REQUIRED WORK:
Reproduce the material below verbatim, keeping every line unchanged and in the same order.

— start of MATERIAL SUPPLIED —

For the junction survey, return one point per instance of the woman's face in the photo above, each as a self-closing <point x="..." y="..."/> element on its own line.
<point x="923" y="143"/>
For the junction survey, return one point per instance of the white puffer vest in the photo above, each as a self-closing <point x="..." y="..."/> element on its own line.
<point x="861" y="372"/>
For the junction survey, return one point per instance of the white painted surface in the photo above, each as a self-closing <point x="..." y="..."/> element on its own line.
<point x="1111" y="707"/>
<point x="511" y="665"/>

— end of MATERIAL SUPPLIED —

SOLUTION TO THE EXERCISE:
For the junction survey, return one point per instance of the woman's face in the photo above, each as a self-closing <point x="..." y="..."/> element on its own line.
<point x="923" y="143"/>
For the junction survey, return one point per instance of the white puffer vest in the photo above, each as a self-closing <point x="..." y="..."/> element on its own line.
<point x="861" y="372"/>
For the junction survey, return one point per instance of the white painted surface in the photo above, each as a self-closing <point x="..." y="..."/> element on its own line.
<point x="1111" y="707"/>
<point x="511" y="665"/>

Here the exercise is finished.